Task instructions
Copy the lines below word for word, leaving out the pictures.

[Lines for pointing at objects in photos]
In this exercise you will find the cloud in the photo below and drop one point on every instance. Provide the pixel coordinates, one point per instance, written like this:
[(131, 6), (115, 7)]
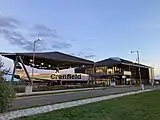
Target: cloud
[(86, 55), (9, 22), (61, 45), (16, 38), (43, 31), (90, 56), (12, 31)]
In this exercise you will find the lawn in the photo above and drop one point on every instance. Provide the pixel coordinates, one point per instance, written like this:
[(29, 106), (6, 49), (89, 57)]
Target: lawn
[(143, 106)]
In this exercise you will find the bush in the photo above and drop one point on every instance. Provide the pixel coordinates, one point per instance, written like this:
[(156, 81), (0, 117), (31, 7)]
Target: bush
[(7, 93)]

Answer to this task
In this exercise you will find the cloud in the photo below and drop one point on every instance. Provide the pixel coordinates, one point per instance, written like this:
[(131, 6), (115, 7)]
Target: cloud
[(86, 55), (9, 22), (61, 45), (16, 38), (43, 31), (90, 56), (12, 31)]
In this exercise you will find the lawn in the photo above and drop one point on every instance. Provide the pixel coordinates, one point per instance, written like this:
[(29, 106), (6, 49), (89, 57)]
Target: lawn
[(143, 106)]
In this exercise you will find the bush in the photo above and drop one point on every instance. Provide the pixel coordinates, one point per instance, written like this:
[(156, 81), (0, 117), (31, 7)]
Target: bush
[(7, 93)]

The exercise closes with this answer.